## SOURCE EXTRACT
When we’ve used other learning tools, the tool itself is often all there is. By comparison, Brightspace lets us approach individuals there and ask what we need to do to deliver the outcomes we want.

We were told that they could give us rapid access to live online classrooms, so the following week we had live teachers, teaching in their own groups to students with whom they’d already built a productive relationship.

Shortly after, we rolled Y10 and Y11 into full-time timetables, the only differences being slightly bigger gaps between lessons to allow for short breaks.

Around the same time, we carried out an extensive survey of the equipment our students had at home and their ability to access our provision. We were initially concerned at how many had migrated from using laptops several years before to phones and tablets.

A number of households also connected to the internet through 3G or 4G dongles rather than via broadband, but Brightspace was able to design our provision from the ground up to work with mobile devices, removing that barrier.

A winter challenge

While the vast majority of students have engaged with the work they were set, some did struggle during lockdown.

For them, we’ve been able to provide remote learning interventions aimed at helping them catch up, backed by a range of remote learning resources that we’ve produced over the last three years.

What’s key for us now is planning for the inevitable wave of incoming local lockdowns. It was comparatively easier to plan around the general lockdown earlier in the year – with the school entirely locked down, we could concentrate on providing a full virtual timetable.

Lockdown actions targeted at specific year groups and bubbles will entail staff juggling timetables that might see them teaching in-school classes for some periods and teaching virtually in others.

Providing high-quality provision that allows for that kind of mixed response will be much more challenging.

That’s essentially the challenge government currently faces at a national level – encouraging the use of provision like ours, while utilising economy of scale so that individual children are able to have their specific needs properly met by a robust deployment of technology.

The real lesson we’ve learned from lockdown is that the teachers who thrived in that online environment were those who could continue building on their existing relationships with their students.

## REQUESTS
1. In the remote learning account, why does the school expect local lockdowns to be harder to plan for than the general lockdown earlier in the year?
2. From the remote learning account, write out the passage between "Lockdown actions targeted" and "virtually in others.", inclusive, substituting "teachers" for "staff".
3. Resume the remote learning account from where it stops.

## EXCERPTED RECORDS
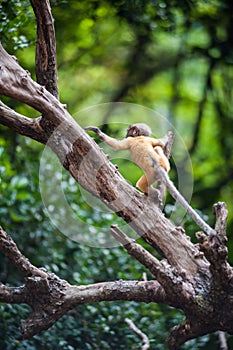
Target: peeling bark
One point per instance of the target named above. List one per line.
(196, 279)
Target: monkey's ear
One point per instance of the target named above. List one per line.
(132, 131)
(135, 131)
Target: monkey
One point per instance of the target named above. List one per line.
(148, 154)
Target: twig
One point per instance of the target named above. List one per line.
(140, 334)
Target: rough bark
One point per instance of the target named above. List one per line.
(196, 279)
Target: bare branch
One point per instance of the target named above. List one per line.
(140, 334)
(21, 124)
(46, 66)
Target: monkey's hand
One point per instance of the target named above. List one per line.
(96, 130)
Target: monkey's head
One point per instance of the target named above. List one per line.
(139, 129)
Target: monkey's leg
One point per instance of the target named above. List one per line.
(144, 184)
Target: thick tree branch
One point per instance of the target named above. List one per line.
(85, 161)
(50, 297)
(46, 66)
(140, 334)
(164, 273)
(186, 279)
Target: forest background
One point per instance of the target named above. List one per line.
(174, 57)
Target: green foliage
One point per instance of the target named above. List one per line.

## ANSWERS IN ORDER
1. During the general lockdown the school was entirely closed, so it could concentrate on providing a full virtual timetable. Local lockdowns aimed at specific year groups and bubbles will have staff juggling timetables, teaching in-school classes in some periods and teaching virtually in others. That makes high-quality provision for such a mixed response much more challenging.

2.
Lockdown actions targeted at specific year groups and bubbles will entail teachers juggling timetables that might see them teaching in-school classes for some periods and teaching virtually in others.

3.
That’s made considerably easier if your online environment enables teachers to reliably communicate with students and pass assessment materials back and forth with accompanying feedback.

I can see how there might be the temptation for policymakers to conclude, ‘Let’s roll out a big, centralised resource from which people can access some nice videos and animations – job done.

But that not how you maximise learning. You maximise learning with the help of individual teachers using a tool that’s managed properly, while providing a service to children who they know well.


Marc Elston

History Teacher

“As an ageing history teacher, I was a little sceptical about Brightspace at first. I’ve seen digital platforms come and go, and it seemed like yet another new thing to learn that might disappear as quickly as it had arrived. Yet I quickly established that Brightspace offered lots of potential for sharing historical sources.

‘YouTube has become a fantastic repository for history clips that we can now regularly share in classroom discussions. It’s possible to take students ‘off piste’ and broaden their cultural capital by sharing art, literature and music related to the syllabus.

‘I’ve personally used WWI poetry, art from different historical periods and music by the likes of Bob Dylan and Gil Scott Heron to take students slightly beyond the syllabus in ways that still relate to their historical knowledge.

‘Brightspace has also helped to provide a ‘safe space’ for students who often find it difficult to discuss things in class, enabling them to communicate and share their ideas with me via discussion forum threads where I can easily provide feedback and offer guidance.”